-------- TASK INPUTS --------
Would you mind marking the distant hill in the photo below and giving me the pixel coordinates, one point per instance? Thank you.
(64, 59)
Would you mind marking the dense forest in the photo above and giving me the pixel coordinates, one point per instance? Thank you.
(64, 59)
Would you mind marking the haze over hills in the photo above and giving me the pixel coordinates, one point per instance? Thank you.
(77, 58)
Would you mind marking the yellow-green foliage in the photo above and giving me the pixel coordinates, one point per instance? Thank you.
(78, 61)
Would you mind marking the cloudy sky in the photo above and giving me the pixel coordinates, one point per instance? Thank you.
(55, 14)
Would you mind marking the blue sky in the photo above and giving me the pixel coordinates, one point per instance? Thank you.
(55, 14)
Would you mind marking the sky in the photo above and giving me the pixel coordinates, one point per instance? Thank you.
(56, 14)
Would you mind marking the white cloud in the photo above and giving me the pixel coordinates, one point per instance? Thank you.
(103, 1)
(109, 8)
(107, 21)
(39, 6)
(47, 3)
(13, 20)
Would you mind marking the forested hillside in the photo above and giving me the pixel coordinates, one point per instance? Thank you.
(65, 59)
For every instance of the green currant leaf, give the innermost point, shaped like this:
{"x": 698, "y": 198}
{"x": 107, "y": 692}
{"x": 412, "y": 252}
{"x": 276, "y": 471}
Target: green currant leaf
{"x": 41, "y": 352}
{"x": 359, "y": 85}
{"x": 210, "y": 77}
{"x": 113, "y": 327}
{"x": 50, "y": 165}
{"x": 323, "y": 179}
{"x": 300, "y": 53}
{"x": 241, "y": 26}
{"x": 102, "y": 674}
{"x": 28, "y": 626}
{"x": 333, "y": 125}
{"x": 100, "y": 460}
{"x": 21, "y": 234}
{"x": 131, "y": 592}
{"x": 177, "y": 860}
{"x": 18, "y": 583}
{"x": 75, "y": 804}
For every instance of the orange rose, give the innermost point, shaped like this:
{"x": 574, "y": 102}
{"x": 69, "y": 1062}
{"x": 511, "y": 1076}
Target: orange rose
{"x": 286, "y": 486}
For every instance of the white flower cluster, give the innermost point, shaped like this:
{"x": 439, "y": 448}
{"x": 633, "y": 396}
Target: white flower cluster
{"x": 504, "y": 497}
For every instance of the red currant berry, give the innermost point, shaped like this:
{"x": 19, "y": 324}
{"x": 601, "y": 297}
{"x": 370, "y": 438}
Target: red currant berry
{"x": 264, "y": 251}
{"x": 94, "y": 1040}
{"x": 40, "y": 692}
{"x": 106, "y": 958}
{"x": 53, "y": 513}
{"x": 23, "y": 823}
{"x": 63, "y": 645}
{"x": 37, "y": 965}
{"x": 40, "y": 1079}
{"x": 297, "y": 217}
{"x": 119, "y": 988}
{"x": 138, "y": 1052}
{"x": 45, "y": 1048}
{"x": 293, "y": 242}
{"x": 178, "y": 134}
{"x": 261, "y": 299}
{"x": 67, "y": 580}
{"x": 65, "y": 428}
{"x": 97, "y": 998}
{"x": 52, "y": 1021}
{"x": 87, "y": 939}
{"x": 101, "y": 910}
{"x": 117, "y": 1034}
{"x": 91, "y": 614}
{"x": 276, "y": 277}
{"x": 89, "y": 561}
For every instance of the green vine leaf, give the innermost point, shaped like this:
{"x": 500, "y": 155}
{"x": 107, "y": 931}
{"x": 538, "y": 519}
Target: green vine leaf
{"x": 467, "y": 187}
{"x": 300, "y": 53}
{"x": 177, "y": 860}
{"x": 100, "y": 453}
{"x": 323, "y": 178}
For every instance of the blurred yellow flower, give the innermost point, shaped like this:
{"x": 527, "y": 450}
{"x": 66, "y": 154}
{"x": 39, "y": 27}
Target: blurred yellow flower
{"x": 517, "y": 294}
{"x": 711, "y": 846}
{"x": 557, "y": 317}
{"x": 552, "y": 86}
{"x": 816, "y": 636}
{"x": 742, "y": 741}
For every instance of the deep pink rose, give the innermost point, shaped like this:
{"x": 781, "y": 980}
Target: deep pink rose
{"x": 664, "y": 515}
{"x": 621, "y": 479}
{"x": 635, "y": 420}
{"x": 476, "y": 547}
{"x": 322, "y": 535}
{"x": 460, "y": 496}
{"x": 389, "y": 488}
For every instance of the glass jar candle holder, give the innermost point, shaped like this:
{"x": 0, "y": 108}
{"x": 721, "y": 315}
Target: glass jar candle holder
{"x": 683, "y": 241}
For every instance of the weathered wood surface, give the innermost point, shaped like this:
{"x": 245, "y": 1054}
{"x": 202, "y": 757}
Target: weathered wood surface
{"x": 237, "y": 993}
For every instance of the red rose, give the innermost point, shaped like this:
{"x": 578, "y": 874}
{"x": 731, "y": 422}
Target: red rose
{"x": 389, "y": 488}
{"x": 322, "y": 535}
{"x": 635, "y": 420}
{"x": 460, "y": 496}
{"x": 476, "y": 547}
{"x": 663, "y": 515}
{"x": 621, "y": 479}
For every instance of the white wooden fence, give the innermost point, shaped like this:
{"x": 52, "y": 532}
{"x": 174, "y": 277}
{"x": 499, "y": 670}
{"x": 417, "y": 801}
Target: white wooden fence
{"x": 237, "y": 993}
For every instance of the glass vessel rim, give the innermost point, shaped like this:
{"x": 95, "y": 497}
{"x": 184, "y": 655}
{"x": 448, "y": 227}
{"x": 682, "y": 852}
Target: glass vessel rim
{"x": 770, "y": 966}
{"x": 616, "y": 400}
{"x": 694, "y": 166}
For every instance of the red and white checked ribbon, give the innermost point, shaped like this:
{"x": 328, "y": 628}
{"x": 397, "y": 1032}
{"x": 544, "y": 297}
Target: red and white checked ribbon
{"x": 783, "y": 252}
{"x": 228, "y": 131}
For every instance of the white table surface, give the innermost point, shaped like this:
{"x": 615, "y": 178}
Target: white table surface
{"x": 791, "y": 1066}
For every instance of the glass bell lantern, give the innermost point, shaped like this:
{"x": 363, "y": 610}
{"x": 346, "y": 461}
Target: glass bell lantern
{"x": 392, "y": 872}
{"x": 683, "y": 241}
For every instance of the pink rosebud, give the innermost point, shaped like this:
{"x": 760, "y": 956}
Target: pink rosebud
--------
• [GIVEN EXERCISE] Copy out the whole listing exactly; please set it all down.

• [WORKED ANSWER]
Would you mind marking the distant hill in the photo below and giving me the pixel coordinates, one point per instance? Thank you.
(64, 59)
Would you mind marking the dense forest in the photo above and giving me the pixel coordinates, one point per instance? Thank you.
(64, 59)
Would you mind marking the haze over hills in the photo above and giving me the pixel coordinates, one point per instance? Thank you.
(77, 58)
Would you mind marking the yellow-green foliage in the photo above and giving me the pixel coordinates, one point per instance? Thank you.
(78, 61)
Would you mind marking the cloudy sky in the photo above and giving me the pixel coordinates, one point per instance? Thank you.
(55, 14)
Would you mind marking the blue sky in the photo above and giving me the pixel coordinates, one point per instance? Thank you.
(55, 14)
Would you mind marking the sky in the photo above and giving me the pixel coordinates, one point per instance? Thank you.
(56, 14)
Would you mind marking the white cloud in the photo above and giving me the pixel coordinates, one point per instance? Thank you.
(103, 1)
(109, 8)
(107, 21)
(39, 6)
(47, 3)
(13, 20)
Would you mind marking the forested hillside in the photo above and giving me the pixel coordinates, one point per instance? Thank you.
(65, 59)
For every instance of the green currant leaf, give the innermost point, shaped like this:
{"x": 698, "y": 198}
{"x": 107, "y": 692}
{"x": 412, "y": 252}
{"x": 276, "y": 471}
Target: green currant leaf
{"x": 41, "y": 352}
{"x": 359, "y": 85}
{"x": 210, "y": 77}
{"x": 113, "y": 327}
{"x": 50, "y": 165}
{"x": 323, "y": 179}
{"x": 300, "y": 53}
{"x": 241, "y": 26}
{"x": 102, "y": 674}
{"x": 28, "y": 626}
{"x": 333, "y": 125}
{"x": 100, "y": 460}
{"x": 21, "y": 234}
{"x": 131, "y": 592}
{"x": 177, "y": 860}
{"x": 18, "y": 583}
{"x": 75, "y": 804}
For every instance of the orange rose, give the innermost point, shaped like this:
{"x": 574, "y": 102}
{"x": 69, "y": 1062}
{"x": 511, "y": 1076}
Target: orange rose
{"x": 286, "y": 486}
For every instance of the white flower cluster, give the innermost point, shaped like this:
{"x": 439, "y": 448}
{"x": 633, "y": 396}
Target: white flower cluster
{"x": 504, "y": 497}
For every instance of the red currant berry, give the innermost point, shaped like this:
{"x": 19, "y": 324}
{"x": 601, "y": 297}
{"x": 370, "y": 438}
Target: red currant berry
{"x": 264, "y": 251}
{"x": 94, "y": 1040}
{"x": 40, "y": 692}
{"x": 106, "y": 958}
{"x": 53, "y": 513}
{"x": 23, "y": 823}
{"x": 63, "y": 645}
{"x": 37, "y": 965}
{"x": 40, "y": 1079}
{"x": 297, "y": 217}
{"x": 119, "y": 988}
{"x": 138, "y": 1052}
{"x": 45, "y": 1048}
{"x": 293, "y": 242}
{"x": 178, "y": 134}
{"x": 261, "y": 299}
{"x": 67, "y": 580}
{"x": 65, "y": 428}
{"x": 97, "y": 998}
{"x": 52, "y": 1021}
{"x": 87, "y": 939}
{"x": 101, "y": 910}
{"x": 117, "y": 1034}
{"x": 91, "y": 614}
{"x": 276, "y": 277}
{"x": 89, "y": 561}
For every instance of the green vine leaf, give the innermost point, shaped like this:
{"x": 500, "y": 155}
{"x": 107, "y": 931}
{"x": 538, "y": 519}
Target: green vine leaf
{"x": 467, "y": 187}
{"x": 300, "y": 53}
{"x": 177, "y": 860}
{"x": 100, "y": 453}
{"x": 323, "y": 178}
For every instance of the blurred yellow flower, give the innermost point, shaped like this:
{"x": 527, "y": 450}
{"x": 66, "y": 154}
{"x": 39, "y": 27}
Target: blurred yellow flower
{"x": 517, "y": 294}
{"x": 711, "y": 846}
{"x": 557, "y": 317}
{"x": 552, "y": 86}
{"x": 816, "y": 636}
{"x": 742, "y": 741}
For every instance of the deep pink rose, give the innermost point, shaped like this:
{"x": 781, "y": 980}
Target: deep pink rose
{"x": 664, "y": 515}
{"x": 621, "y": 479}
{"x": 635, "y": 420}
{"x": 476, "y": 547}
{"x": 322, "y": 535}
{"x": 460, "y": 496}
{"x": 389, "y": 488}
For every instance of the glass jar candle holder, give the innermost point, shaped like this:
{"x": 0, "y": 108}
{"x": 721, "y": 315}
Target: glass jar candle holder
{"x": 683, "y": 241}
For every instance of the weathered wood surface, give the innermost point, shaped like this:
{"x": 245, "y": 1054}
{"x": 202, "y": 757}
Target: weathered wood surface
{"x": 237, "y": 993}
For every instance of the red rose, give the innermost point, shaped like this:
{"x": 578, "y": 874}
{"x": 731, "y": 422}
Target: red rose
{"x": 389, "y": 488}
{"x": 322, "y": 535}
{"x": 635, "y": 420}
{"x": 460, "y": 496}
{"x": 476, "y": 547}
{"x": 663, "y": 515}
{"x": 621, "y": 479}
For every instance of the white wooden fence, give the innermost point, shaped like this:
{"x": 52, "y": 532}
{"x": 174, "y": 277}
{"x": 499, "y": 670}
{"x": 417, "y": 801}
Target: white wooden fence
{"x": 237, "y": 993}
For every instance of the glass vessel rim, give the innermost point, shaped like this:
{"x": 95, "y": 497}
{"x": 184, "y": 655}
{"x": 448, "y": 227}
{"x": 682, "y": 852}
Target: glass vessel rim
{"x": 770, "y": 966}
{"x": 616, "y": 400}
{"x": 694, "y": 166}
For every instance of the red and white checked ribbon, give the innermost point, shaped like this:
{"x": 328, "y": 628}
{"x": 397, "y": 1032}
{"x": 544, "y": 297}
Target: red and white checked ribbon
{"x": 783, "y": 252}
{"x": 228, "y": 131}
For every instance of the white table surface, give the innermost point, shaped like this:
{"x": 615, "y": 178}
Target: white table surface
{"x": 791, "y": 1066}
For every instance of the glass bell lantern, give the innermost point, shaped like this:
{"x": 363, "y": 610}
{"x": 346, "y": 461}
Target: glass bell lantern
{"x": 392, "y": 872}
{"x": 683, "y": 241}
For every instance of the pink rosebud, give the innermost point, shaped like this:
{"x": 760, "y": 956}
Target: pink rosebud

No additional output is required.